Selected passage START

The young male black bear known as BB-12 was quite the adventurous traveler during the three months he was tracked by the National Park Service before he was found dead last Thursday.

Where didn’t he go? He crossed the 101 and 118 freeways and once audaciously traversed Highway 23 north of the Tierra Rejada Road exit in broad daylight. He made at least two late-night jaunts to beaches near Malibu. He wandered the sand near Leo Carillo Beach and hit Pt. Mugu on another outing. Each time, he left telltale paw tracks that were discovered by early-morning beachgoers. (And his GPS collar confirmed he was near Pacific Coast Highway.)

He ventured into two counties (L.A. and Ventura) and through three mountain ranges — the Santa Monicas, the Simi Hills and the Santa Susanas. He was an adept crosser of high-traffic freeways — until he wasn’t. He was attempting to cross the 101 Freeway at the top of the Conejo Grade between Newbury Park and Camarillo, apparently on his way back to the Santa Monica Mountains, when he was struck by a vehicle.

Scientists are pretty sure the first time they ever glimpsed him, he was strolling down a street in Newbury Park. Two years later, they would track him to the western edge of the Santa Monica Mountains and collar him. Estimated to be 3 or 4 years old, he was thought by park service officials to be the only black bear living in the Santa Monica Mountains. A female, BB-11, is being tracked in the Santa Susanas, where there is a breeding population of black bears.

Selected passage END
Exercise data START

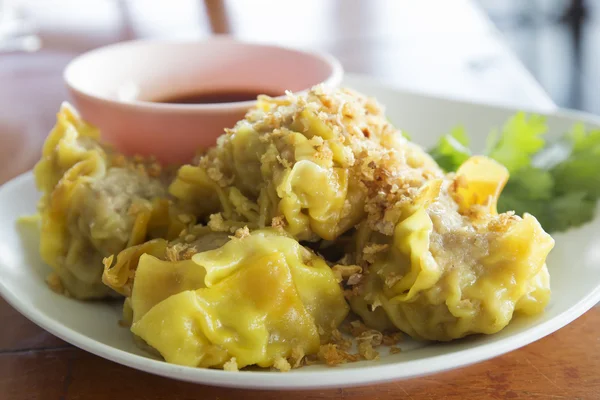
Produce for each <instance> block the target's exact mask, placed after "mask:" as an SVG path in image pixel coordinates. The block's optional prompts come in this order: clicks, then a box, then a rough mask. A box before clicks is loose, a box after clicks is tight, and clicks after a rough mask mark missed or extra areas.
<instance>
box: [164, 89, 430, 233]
mask: <svg viewBox="0 0 600 400" xmlns="http://www.w3.org/2000/svg"><path fill="white" fill-rule="evenodd" d="M374 153H376V154H379V155H380V156H382V154H384V155H385V157H386V158H387V159H389V160H388V161H390V163H393V162H394V161H395V162H396V163H397V164H398V168H397V169H406V170H407V171H406V173H408V174H411V173H413V174H416V173H418V172H419V171H420V170H419V171H418V170H417V168H423V169H424V170H431V171H433V173H434V174H435V173H441V171H440V170H439V168H438V167H437V165H435V163H434V162H433V161H432V160H431V158H430V157H429V156H428V155H427V154H426V153H425V152H424V151H423V150H422V149H420V148H418V147H417V146H414V145H413V144H411V143H409V142H408V141H407V140H406V139H404V138H403V137H402V135H400V133H399V132H398V131H397V130H396V129H394V128H393V127H392V126H391V125H390V124H389V122H388V121H387V120H386V118H385V116H384V114H383V110H382V109H381V108H380V107H379V106H378V105H377V104H376V103H375V102H374V101H373V100H371V99H368V98H367V97H364V96H362V95H360V94H358V93H355V92H353V91H350V90H346V89H338V90H334V91H331V92H326V91H324V89H323V88H319V87H317V88H314V89H312V90H311V91H310V92H309V93H308V94H307V95H304V96H290V97H289V98H288V99H285V100H280V99H270V98H260V99H259V102H258V105H257V107H256V108H255V109H253V110H251V111H249V112H248V114H247V115H246V118H245V119H243V120H241V121H239V122H238V123H237V124H236V125H235V127H234V128H233V129H230V130H227V132H226V134H225V135H223V136H221V137H220V138H219V140H218V143H217V146H216V147H215V148H212V149H210V150H209V151H208V152H207V153H206V154H205V155H204V156H202V157H201V158H200V159H199V161H198V163H197V165H187V166H184V167H182V168H181V169H180V171H179V173H178V176H177V179H176V180H175V181H174V182H173V184H172V185H171V186H170V189H169V190H170V193H171V194H172V195H173V196H174V197H176V198H177V199H179V201H180V202H181V203H182V204H183V205H186V206H187V209H188V210H189V211H190V212H192V213H194V214H195V215H197V216H198V217H200V218H206V217H208V216H210V215H211V214H216V215H212V220H211V226H212V227H214V228H215V229H224V230H228V229H232V230H235V229H236V228H239V227H242V226H245V225H247V226H248V227H249V228H251V229H256V228H263V227H265V226H271V225H274V226H283V227H284V228H285V229H286V231H287V232H289V233H290V234H291V235H293V236H294V237H295V238H296V239H299V240H311V241H313V240H318V239H325V240H334V239H336V238H337V237H339V236H340V235H341V234H343V233H344V232H346V231H348V230H350V229H351V228H353V227H354V225H356V224H357V223H358V222H359V221H360V220H361V219H362V218H364V216H365V207H364V205H365V196H366V194H367V191H368V188H367V186H366V184H365V181H368V180H369V179H371V178H372V176H371V177H365V176H364V175H365V174H370V173H371V172H372V171H370V167H369V164H370V163H371V161H372V157H373V154H374ZM382 157H383V156H382ZM409 165H410V168H408V167H407V166H409Z"/></svg>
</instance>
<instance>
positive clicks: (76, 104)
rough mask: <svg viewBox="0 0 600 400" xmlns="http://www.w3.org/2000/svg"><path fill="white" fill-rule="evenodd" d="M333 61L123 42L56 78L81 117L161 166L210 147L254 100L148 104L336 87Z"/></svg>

Exercise data END

(Written task 1): Repeat a section of the BB-12 passage word for word, starting at "The young male" and ending after "Pacific Coast Highway.)".
(Written task 2):
Answer these questions using the BB-12 passage:
(a) Which two counties did the bear go into?
(b) About how old was he thought to be?
(c) In which mountains is the female BB-11 being tracked?
The listing plays no part in what you're asked to do here.

(Problem solution 1):
The young male black bear known as BB-12 was quite the adventurous traveler during the three months he was tracked by the National Park Service before he was found dead last Thursday.

Where didn’t he go? He crossed the 101 and 118 freeways and once audaciously traversed Highway 23 north of the Tierra Rejada Road exit in broad daylight. He made at least two late-night jaunts to beaches near Malibu. He wandered the sand near Leo Carillo Beach and hit Pt. Mugu on another outing. Each time, he left telltale paw tracks that were discovered by early-morning beachgoers. (And his GPS collar confirmed he was near Pacific Coast Highway.)

(Problem solution 2):
(a) L.A. and Ventura
(b) 3 or 4 years old
(c) The Santa Susanas